# Vorgegebener Text
##############################

Jana Baldauf und Marius Müller-Hennig
Kinder spielen Fußball auf einem Bolzplatz
Urheber: picture alliance / SZ Photo

Der Umgang mit Jugendkriminalität erregt regelmäßig die Gemüter und führt oft zum Ruf nach härteren und schnelleren Strafen. Ein nüchterner Blick auf die Entwicklung des Jugendstrafrechts und die empirischen Befunde der Kriminologie zur Jugendkriminalität führt zu ganz anderen Schlüssen.

Forschungs- und Reformbedarfe im Jugendstrafrecht

Die vorliegende Analyse zeigt, dass das Jugendgerichtsgesetz (JGG) seit über 100 Jahren eine überaus bewährte rechtliche Grundlage bietet, um straffällige junge Menschen auf dem Weg aus der Kriminalität zu unterstützen. Hierbei spielen sozialpädagogische Hilfsangebote eine besondere Rolle. Die Analyse zeigt außerdem welche positive Rolle die Diversion, also der Verzicht auf ein formelles gerichtliches Verfahren bis zum Urteil, hinsichtlich der Rückfallquote spielt. 

Mit Blick auf die besonders populäre Forderung nach einer Herabsetzung der Strafmündigkeit auf zwölf Jahre kommen die Autoren hingegen zu einem klaren Schluss: Weder in der kriminologischen Forschung noch in der international vergleichenden Praxis finden sie empirische Anhaltspunkte für die Annahme, dass eine Absenkung des Strafmündigkeitsalters auf zwölf Jahre zielführend sein könnte.

##############################

[Umrisseinträge zu Bildern]
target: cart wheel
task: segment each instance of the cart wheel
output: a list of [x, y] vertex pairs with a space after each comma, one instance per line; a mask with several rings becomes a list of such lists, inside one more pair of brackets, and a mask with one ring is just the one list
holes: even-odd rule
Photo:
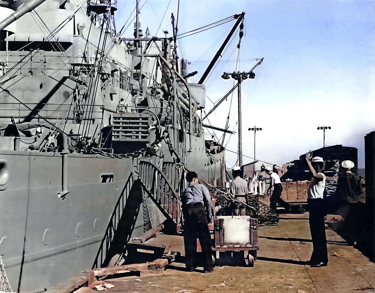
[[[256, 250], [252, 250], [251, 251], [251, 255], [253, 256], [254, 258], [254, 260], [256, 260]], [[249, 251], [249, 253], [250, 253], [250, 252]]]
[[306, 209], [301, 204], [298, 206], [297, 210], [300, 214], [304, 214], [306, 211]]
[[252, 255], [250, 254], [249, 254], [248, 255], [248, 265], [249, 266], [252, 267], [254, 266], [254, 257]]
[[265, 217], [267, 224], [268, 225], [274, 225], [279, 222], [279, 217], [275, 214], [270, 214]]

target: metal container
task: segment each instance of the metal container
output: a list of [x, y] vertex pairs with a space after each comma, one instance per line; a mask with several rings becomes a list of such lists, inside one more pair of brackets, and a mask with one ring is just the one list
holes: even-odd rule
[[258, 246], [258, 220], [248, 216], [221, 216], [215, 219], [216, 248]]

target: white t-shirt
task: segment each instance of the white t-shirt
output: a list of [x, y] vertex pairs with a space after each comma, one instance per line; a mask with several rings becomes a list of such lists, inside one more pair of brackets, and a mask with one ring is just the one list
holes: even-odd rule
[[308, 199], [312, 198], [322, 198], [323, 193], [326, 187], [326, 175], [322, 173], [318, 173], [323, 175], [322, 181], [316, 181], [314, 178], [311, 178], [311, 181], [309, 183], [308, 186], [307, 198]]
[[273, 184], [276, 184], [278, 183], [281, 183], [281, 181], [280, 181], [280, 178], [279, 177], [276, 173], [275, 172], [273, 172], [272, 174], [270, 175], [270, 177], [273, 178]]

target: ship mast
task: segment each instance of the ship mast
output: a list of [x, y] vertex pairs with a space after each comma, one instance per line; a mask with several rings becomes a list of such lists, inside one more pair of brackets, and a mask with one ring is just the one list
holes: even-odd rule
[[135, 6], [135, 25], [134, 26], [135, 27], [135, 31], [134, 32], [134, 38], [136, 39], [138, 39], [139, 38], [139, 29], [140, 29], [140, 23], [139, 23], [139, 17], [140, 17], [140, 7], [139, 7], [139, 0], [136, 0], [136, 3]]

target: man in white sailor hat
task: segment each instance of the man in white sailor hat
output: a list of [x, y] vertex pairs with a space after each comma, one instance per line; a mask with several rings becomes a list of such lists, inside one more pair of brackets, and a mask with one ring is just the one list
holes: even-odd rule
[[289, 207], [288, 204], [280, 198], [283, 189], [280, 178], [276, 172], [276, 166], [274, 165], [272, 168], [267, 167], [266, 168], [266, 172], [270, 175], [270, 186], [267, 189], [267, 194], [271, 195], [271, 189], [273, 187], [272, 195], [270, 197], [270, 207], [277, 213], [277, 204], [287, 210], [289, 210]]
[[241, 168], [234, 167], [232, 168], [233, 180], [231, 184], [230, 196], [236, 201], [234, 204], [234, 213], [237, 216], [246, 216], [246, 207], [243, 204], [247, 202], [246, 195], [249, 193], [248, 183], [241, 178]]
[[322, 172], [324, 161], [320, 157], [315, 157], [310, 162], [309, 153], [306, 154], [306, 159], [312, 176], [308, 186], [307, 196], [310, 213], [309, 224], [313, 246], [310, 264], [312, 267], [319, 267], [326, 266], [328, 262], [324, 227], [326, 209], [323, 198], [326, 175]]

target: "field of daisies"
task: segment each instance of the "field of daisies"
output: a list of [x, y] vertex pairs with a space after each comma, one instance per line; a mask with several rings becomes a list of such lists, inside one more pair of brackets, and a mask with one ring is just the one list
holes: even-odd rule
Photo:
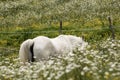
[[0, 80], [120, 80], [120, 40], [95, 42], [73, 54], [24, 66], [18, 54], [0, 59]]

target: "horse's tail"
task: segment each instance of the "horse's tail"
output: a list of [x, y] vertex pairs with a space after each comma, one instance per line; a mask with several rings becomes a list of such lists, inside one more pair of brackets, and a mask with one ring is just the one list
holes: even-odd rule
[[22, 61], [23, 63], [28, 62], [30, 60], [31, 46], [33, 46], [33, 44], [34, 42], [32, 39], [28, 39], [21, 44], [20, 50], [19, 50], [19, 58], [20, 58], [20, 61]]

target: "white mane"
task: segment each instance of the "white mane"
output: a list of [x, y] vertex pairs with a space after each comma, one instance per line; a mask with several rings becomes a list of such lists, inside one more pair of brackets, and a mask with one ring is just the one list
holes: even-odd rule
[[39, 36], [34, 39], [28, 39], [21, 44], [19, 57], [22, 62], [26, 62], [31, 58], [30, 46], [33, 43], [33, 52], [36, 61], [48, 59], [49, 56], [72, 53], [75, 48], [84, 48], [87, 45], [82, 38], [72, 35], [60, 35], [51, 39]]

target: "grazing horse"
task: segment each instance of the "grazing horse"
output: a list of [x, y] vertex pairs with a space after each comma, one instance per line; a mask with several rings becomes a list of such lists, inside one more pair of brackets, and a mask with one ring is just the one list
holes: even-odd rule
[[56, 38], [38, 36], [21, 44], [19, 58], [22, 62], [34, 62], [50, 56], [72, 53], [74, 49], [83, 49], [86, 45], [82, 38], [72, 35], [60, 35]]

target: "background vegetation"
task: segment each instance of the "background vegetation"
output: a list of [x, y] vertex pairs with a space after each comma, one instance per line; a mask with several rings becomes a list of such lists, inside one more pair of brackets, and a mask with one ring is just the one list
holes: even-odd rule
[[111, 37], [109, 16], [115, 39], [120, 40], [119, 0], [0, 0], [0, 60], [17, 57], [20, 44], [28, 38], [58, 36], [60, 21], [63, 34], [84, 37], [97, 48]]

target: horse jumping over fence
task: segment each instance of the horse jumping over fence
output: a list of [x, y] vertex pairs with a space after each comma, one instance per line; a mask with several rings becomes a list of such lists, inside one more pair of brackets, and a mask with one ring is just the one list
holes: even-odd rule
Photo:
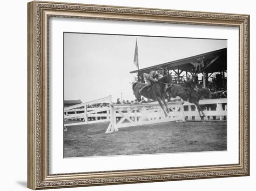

##############################

# Aufgabe 1
Beantworte anhand des Textes zum Jugendstrafrecht:
(a) Seit wie vielen Jahren bietet das Jugendgerichtsgesetz laut Text eine bewährte rechtliche Grundlage?
(b) Wie wird Diversion im Text erläutert?
(c) Auf welches Alter soll die Strafmündigkeit nach der populären Forderung herabgesetzt werden?
# Aufgabe 2
Tausche im Text zum Jugendstrafrecht "Jugendkriminalität" gegen "Jugenddelinquenz" und gib den Abschnitt beginnend mit "Jana Baldauf und" und weiter bis "ganz anderen Schlüssen." neu wieder.
Maßgeblich ist allein der Text zum Jugendstrafrecht.

# Richtige Antwort 1
(a) Seit über 100 Jahren.
(b) Als Verzicht auf ein formelles gerichtliches Verfahren bis zum Urteil.
(c) Auf zwölf Jahre.

# Richtige Antwort 2
Jana Baldauf und Marius Müller-Hennig
Kinder spielen Fußball auf einem Bolzplatz
Urheber: picture alliance / SZ Photo

Der Umgang mit Jugenddelinquenz erregt regelmäßig die Gemüter und führt oft zum Ruf nach härteren und schnelleren Strafen. Ein nüchterner Blick auf die Entwicklung des Jugendstrafrechts und die empirischen Befunde der Kriminologie zur Jugenddelinquenz führt zu ganz anderen Schlüssen.